PROVIDED PASSAGE:
'''

This repository collects assignments and mini-projects from my university courses in data science, machine learning, and analytics. Each folder entry is a self-contained notebook or script: exploratory analysis, models, and sometimes dashboards or pipelines tied to real (or realistic) datasets.
flowchart LR
subgraph themes [What you will find here]
A[Clustering & anomaly detection]
B[NLP & sentiment]
C[Big data & pipelines]
D[Regression & forecasting]
E[Visualization & BI]
end
A --> Net[Network firewall logs]
B --> Rev[Hotel reviews]
C --> Mongo[Dask / MongoDB]
D --> Fire[Weather & wildfire risk]
E --> Asy[Asylum seekers — Tableau]
| Project | Focus | Stack (high level) |
|---|---|---|
| Anomaly detection in network security | Unsupervised learning on firewall-style traffic logs | pandas, scikit-learn (K-Means, DBSCAN, PCA), seaborn / matplotlib |
| Hotel reviews — sentiment & scraping | Text data, labeling, and optional web scraping | pandas, Kaggle data, Selenium (Agoda), classical ML in hotels0.py |
| Sentiment analysis (LSTM, PyTorch) | Deep learning for review sentiment | PyTorch, LSTM, plus optional Dask + MongoDB pipeline in the notebook |
| Wildfire area predictions | Regression on weather features + multi-region forecast API | pymongo, Weatherbit API, sklearn linear regression, Plotly treemap |
| Asylum seekers — multiview dashboard | Exploratory / policy-oriented visualization | Tableau (exported view below) |
Goal: Treat network log features (ports, bytes, packets, actions) as vectors, normalize and encode them, then cluster traffic to surface unusual groups.
What it does:
- Loads a CSV of log-like records (
log2.csvin the original workflow), checks consistency (e.g. totals vs. components), and explores the distribution of actions. - Applies MinMax scaling and one-hot encoding where needed, then uses K-Means (with elbow and PCA 2D plots) and DBSCAN for density-based clusters.

'''

AVAILABLE DATA:
'''

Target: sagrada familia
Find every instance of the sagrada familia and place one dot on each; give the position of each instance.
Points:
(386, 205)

'''

WHAT YOU ARE ASKED TO DO: Copy the repository overview from "This repository collects" through "(or realistic) datasets.", substituting "graduate courses" for "university courses". Nothing in the listing is needed here.

COMPLETED TASK:
This repository collects assignments and mini-projects from my graduate courses in data science, machine learning, and analytics. Each folder entry is a self-contained notebook or script: exploratory analysis, models, and sometimes dashboards or pipelines tied to real (or realistic) datasets.